PROBLEM REQUIREMENTS
Starting at the top of the data and ending with the line that holds "I would be grateful if you could spot the bush", transcribe each line exactly; include both ends.

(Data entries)
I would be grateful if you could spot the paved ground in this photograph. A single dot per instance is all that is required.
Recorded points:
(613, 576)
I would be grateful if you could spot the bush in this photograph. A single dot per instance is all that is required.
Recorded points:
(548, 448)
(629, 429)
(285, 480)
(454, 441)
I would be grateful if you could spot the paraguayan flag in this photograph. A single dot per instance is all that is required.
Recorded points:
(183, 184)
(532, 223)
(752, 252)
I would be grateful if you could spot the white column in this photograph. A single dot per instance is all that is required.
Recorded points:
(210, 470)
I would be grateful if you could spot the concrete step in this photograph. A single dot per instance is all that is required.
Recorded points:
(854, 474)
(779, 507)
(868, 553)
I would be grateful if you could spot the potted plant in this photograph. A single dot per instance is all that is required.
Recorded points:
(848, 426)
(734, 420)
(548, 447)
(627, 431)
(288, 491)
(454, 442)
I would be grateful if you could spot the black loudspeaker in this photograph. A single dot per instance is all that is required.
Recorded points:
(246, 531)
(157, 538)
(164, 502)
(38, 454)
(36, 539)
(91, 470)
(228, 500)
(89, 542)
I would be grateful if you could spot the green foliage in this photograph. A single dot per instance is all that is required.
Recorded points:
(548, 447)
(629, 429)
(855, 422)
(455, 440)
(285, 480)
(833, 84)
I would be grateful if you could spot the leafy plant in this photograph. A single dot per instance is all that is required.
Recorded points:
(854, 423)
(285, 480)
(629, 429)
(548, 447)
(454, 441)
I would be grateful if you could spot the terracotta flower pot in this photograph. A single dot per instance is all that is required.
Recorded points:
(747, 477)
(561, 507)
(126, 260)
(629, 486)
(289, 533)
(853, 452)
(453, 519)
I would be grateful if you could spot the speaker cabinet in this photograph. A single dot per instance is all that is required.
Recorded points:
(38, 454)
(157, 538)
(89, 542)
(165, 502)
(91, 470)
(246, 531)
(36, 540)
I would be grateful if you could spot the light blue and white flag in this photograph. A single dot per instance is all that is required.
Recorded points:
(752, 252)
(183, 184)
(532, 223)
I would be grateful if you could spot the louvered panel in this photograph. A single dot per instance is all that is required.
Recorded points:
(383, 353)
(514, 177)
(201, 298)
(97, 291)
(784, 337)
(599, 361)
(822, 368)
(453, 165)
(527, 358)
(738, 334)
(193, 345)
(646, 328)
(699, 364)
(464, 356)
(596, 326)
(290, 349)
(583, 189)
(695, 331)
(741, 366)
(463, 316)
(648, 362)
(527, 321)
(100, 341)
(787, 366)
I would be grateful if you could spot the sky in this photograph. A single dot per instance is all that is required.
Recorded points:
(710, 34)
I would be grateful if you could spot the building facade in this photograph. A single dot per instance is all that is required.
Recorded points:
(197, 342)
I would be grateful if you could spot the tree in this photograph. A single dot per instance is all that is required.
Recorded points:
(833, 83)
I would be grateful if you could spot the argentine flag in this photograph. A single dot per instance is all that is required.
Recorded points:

WRITTEN RESPONSE
I would be grateful if you could spot the paved ground in this photograph. A single dot per instance is all that is required.
Recorded points:
(613, 576)
I would be grateful if you could spot the bush in this photograph. A single dot per instance is all that is required.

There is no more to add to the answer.